## WORK ITEM
Return, exactly as written, the lines of the material from its top through the line with "point(497, 408)", keeping pictures out.

## AVAILABLE DATA

---*---

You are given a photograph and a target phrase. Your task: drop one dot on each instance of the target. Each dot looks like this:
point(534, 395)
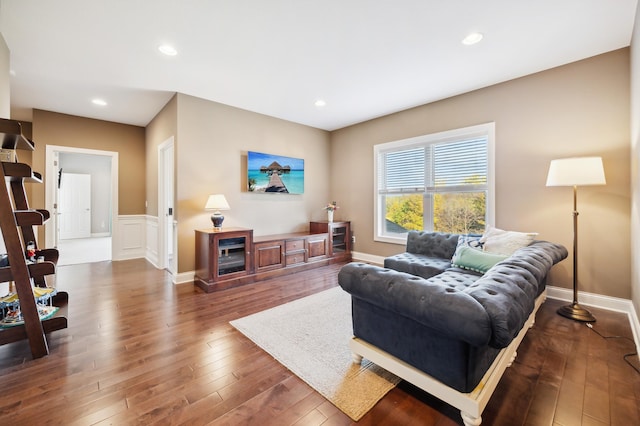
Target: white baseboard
point(184, 277)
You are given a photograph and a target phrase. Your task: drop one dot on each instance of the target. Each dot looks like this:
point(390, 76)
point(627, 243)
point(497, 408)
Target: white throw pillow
point(505, 242)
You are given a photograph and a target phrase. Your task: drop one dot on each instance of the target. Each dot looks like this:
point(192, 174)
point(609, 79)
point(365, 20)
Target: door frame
point(166, 185)
point(51, 192)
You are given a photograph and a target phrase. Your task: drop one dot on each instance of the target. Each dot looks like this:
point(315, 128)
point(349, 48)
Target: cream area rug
point(310, 337)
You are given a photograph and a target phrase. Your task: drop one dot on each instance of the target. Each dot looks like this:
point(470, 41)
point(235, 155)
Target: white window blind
point(437, 167)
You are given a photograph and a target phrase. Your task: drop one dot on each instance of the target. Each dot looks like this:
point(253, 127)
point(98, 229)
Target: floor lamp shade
point(217, 202)
point(581, 171)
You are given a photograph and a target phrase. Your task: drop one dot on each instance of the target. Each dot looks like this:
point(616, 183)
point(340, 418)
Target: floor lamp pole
point(575, 311)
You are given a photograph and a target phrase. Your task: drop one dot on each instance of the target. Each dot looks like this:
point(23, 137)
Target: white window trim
point(486, 129)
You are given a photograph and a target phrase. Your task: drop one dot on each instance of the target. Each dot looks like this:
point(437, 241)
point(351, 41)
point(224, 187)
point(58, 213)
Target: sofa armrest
point(442, 308)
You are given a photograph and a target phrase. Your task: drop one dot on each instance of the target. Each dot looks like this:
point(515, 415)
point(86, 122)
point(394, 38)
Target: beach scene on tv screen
point(275, 173)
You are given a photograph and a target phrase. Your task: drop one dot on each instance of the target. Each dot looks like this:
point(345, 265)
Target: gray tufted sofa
point(449, 323)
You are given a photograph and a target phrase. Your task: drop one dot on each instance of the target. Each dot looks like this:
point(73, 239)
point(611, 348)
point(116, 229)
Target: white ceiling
point(365, 58)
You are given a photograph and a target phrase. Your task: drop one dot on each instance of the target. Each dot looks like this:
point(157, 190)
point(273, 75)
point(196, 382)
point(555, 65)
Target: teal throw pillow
point(475, 260)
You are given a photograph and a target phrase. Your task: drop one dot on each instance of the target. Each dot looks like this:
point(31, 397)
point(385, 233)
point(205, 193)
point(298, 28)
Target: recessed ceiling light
point(472, 38)
point(168, 50)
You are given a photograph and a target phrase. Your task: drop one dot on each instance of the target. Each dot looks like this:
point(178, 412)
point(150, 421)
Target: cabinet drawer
point(294, 245)
point(292, 259)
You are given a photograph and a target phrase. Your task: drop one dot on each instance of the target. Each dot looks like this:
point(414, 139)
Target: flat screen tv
point(274, 174)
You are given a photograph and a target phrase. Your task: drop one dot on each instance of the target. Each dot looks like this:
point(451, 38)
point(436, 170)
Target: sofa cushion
point(417, 264)
point(442, 307)
point(474, 259)
point(432, 244)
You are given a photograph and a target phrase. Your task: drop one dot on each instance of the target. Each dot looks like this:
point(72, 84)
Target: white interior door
point(74, 206)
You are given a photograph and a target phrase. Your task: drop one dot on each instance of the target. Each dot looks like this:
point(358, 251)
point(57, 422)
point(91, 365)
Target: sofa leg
point(470, 420)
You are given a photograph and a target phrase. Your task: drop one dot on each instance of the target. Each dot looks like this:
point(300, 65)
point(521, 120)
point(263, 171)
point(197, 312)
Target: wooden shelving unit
point(16, 222)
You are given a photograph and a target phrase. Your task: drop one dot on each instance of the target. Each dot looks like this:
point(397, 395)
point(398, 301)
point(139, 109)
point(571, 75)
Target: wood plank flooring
point(140, 350)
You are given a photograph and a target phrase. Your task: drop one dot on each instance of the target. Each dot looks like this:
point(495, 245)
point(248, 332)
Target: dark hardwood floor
point(140, 350)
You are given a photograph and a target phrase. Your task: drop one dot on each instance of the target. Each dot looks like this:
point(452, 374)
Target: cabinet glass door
point(231, 255)
point(339, 239)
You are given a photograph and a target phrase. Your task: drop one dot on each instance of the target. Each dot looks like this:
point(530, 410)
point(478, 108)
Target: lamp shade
point(217, 202)
point(577, 171)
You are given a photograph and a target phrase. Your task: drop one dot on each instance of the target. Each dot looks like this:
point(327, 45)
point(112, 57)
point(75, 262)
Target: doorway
point(81, 225)
point(167, 253)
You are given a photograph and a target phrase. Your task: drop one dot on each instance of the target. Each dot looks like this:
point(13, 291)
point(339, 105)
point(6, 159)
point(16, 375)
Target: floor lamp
point(576, 172)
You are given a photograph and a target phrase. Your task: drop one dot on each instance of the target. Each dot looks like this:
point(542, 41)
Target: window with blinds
point(438, 182)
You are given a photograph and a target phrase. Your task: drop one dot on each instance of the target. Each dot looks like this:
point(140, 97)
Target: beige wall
point(161, 128)
point(128, 141)
point(635, 163)
point(213, 140)
point(574, 110)
point(5, 99)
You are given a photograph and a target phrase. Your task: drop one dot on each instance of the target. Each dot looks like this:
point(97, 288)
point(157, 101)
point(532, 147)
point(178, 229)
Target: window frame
point(481, 130)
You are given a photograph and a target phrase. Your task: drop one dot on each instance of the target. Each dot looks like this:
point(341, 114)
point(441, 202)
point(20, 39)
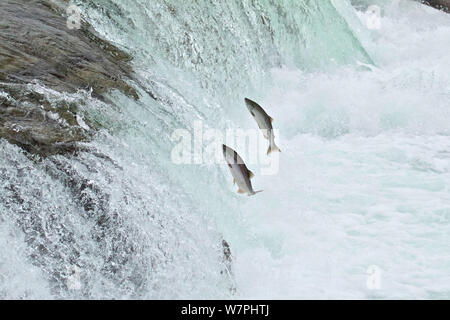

---*---

## SOLUTION TO THIS EXERCISE
You are given a photograph and a target phrase. Your task: drop one dot on each instance of the target. Each dot looks like this:
point(534, 395)
Target: white baseboard
point(184, 277)
You are given a photograph and a target phrase. Your task: drop one dot on each instance of the target. Each dot looks like this:
point(390, 76)
point(627, 243)
point(497, 408)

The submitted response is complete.